- [Goal of the exercise]
The answer is a single number: the count of lines below in which the word "bottle" appears.

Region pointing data

**********

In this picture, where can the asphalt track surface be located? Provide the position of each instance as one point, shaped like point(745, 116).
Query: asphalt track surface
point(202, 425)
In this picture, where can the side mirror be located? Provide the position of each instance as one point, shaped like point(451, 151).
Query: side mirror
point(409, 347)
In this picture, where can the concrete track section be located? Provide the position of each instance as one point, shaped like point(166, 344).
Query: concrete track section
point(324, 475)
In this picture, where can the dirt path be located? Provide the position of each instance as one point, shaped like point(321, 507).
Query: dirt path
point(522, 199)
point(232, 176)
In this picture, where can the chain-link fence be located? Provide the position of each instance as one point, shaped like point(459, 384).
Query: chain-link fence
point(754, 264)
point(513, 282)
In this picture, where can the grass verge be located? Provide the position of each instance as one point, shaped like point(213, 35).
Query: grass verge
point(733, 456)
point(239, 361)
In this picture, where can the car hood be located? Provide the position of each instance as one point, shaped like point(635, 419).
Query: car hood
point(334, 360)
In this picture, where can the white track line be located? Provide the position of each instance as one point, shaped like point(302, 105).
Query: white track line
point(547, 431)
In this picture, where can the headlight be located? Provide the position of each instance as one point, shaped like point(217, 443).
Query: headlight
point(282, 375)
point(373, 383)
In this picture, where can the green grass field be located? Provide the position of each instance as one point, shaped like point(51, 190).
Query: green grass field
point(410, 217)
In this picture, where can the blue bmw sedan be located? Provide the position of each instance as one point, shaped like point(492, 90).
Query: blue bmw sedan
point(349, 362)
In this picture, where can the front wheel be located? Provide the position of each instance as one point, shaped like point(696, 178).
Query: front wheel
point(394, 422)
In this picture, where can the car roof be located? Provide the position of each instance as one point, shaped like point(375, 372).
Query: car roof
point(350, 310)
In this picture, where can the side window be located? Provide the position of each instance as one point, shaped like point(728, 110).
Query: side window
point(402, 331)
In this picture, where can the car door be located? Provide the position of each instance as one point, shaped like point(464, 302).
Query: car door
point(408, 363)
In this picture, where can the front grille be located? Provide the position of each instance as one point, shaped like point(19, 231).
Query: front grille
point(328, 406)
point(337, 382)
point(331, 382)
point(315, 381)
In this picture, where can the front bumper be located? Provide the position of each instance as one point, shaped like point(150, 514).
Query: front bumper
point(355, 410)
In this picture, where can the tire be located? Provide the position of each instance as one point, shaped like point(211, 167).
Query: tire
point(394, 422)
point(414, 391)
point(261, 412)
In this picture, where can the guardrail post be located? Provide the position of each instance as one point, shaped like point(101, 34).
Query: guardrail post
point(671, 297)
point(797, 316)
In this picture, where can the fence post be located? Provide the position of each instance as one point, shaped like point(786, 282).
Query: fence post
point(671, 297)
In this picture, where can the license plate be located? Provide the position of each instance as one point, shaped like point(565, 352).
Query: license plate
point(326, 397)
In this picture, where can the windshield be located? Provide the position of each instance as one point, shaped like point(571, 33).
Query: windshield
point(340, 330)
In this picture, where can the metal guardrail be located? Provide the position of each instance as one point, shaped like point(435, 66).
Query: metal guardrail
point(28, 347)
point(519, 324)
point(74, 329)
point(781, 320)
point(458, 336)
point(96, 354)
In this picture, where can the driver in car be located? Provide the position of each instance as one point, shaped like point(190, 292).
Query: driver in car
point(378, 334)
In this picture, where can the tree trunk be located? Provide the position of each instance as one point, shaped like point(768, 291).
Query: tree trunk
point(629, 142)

**********

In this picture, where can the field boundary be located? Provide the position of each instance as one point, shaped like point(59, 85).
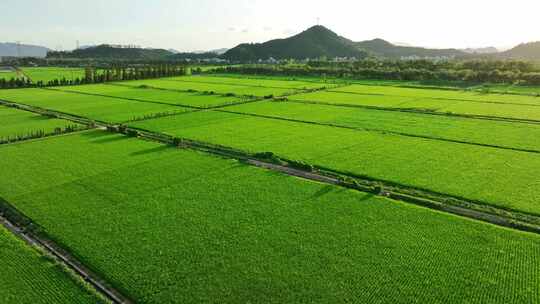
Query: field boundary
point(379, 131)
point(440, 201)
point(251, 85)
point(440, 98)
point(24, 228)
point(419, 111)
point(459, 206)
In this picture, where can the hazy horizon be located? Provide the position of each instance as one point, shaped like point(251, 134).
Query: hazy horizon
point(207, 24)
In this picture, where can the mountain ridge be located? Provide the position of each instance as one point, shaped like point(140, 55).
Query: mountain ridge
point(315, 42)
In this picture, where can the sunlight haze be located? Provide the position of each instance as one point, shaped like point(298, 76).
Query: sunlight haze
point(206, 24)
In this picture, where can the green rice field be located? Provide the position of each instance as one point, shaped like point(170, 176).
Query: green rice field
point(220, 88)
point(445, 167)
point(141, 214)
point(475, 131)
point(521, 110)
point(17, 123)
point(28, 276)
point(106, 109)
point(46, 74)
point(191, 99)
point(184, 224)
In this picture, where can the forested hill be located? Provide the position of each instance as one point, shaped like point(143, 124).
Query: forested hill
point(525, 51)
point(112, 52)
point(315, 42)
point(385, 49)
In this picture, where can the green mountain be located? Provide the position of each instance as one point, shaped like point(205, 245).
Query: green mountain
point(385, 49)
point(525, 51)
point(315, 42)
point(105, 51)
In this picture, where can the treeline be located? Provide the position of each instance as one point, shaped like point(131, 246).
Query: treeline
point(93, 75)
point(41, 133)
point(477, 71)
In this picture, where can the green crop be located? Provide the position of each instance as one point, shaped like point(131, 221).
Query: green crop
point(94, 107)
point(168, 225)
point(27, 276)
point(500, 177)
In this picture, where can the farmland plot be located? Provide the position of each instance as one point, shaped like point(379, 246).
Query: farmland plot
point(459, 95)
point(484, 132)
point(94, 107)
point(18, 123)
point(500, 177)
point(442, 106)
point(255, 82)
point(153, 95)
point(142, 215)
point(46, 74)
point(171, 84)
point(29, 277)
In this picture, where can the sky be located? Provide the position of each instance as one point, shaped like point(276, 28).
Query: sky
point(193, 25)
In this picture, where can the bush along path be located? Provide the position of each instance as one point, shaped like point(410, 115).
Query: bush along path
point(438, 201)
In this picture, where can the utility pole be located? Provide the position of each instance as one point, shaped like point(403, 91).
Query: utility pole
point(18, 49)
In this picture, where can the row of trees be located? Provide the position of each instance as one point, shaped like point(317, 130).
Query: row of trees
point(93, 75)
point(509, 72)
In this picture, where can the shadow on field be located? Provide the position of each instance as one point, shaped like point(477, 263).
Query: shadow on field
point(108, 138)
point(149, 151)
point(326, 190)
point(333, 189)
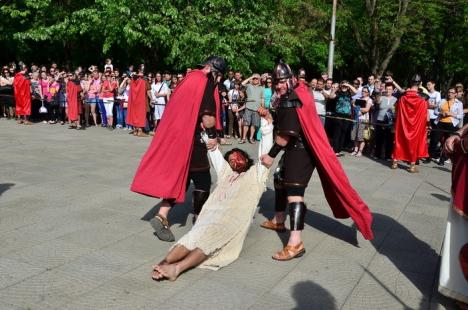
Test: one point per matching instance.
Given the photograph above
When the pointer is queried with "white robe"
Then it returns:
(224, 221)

**********

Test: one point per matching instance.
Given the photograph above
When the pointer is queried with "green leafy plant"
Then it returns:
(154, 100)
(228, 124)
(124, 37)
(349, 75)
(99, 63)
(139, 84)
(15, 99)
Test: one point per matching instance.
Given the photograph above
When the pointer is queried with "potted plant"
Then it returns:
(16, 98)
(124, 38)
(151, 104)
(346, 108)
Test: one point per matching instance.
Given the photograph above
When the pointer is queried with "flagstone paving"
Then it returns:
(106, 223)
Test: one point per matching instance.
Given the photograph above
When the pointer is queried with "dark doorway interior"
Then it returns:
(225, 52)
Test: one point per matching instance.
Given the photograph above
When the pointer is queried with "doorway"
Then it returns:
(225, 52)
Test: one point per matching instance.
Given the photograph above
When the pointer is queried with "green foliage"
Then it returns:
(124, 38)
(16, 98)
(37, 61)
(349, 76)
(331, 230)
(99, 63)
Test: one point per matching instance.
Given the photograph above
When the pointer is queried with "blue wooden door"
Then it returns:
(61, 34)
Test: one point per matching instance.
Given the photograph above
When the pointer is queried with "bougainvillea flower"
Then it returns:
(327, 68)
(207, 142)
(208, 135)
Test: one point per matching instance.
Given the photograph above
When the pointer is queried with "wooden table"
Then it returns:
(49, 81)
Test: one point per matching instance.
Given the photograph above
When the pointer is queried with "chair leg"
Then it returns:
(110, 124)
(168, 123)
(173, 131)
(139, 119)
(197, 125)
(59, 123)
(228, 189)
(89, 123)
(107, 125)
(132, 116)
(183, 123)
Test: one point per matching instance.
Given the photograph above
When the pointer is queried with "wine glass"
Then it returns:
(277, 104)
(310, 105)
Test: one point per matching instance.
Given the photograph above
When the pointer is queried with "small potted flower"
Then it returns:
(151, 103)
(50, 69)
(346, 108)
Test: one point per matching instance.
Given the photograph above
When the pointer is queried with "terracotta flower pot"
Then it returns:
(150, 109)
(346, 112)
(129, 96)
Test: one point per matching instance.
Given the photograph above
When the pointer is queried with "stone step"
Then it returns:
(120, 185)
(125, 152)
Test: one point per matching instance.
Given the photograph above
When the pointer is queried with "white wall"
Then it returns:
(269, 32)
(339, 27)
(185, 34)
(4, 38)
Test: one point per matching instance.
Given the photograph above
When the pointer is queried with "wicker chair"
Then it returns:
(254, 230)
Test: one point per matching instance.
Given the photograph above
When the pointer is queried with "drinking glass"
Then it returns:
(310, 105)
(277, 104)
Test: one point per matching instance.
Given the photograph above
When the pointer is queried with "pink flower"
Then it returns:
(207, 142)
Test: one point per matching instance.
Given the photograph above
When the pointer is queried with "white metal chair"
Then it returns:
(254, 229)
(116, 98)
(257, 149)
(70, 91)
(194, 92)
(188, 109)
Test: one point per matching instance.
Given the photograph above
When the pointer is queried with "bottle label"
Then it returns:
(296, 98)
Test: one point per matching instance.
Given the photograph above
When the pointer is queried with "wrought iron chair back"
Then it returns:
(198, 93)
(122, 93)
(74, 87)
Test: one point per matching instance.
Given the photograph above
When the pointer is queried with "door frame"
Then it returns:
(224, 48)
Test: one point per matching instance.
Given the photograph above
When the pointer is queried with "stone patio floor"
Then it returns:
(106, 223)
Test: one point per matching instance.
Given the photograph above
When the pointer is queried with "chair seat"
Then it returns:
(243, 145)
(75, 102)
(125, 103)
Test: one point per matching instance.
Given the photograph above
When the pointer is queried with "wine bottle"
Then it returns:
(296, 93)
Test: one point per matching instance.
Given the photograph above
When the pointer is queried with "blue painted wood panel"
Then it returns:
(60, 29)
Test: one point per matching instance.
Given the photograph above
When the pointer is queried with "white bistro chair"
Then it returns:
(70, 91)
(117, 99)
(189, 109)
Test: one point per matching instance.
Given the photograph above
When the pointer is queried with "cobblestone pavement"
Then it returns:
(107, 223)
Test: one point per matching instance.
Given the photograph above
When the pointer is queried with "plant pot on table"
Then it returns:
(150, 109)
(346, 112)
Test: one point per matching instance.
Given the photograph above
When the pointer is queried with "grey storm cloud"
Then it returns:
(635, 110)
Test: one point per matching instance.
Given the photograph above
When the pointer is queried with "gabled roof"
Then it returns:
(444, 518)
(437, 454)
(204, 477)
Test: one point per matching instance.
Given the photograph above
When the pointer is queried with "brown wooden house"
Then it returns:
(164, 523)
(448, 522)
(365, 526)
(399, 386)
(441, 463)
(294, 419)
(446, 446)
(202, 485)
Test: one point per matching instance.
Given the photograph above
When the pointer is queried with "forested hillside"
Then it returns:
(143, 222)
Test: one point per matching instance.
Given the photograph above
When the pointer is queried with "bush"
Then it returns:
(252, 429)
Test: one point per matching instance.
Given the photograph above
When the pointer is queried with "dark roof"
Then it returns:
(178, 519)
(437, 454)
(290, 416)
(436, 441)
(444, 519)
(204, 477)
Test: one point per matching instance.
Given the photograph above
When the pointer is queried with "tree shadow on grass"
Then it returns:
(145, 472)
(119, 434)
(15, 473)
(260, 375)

**********

- [Completed exercise]
2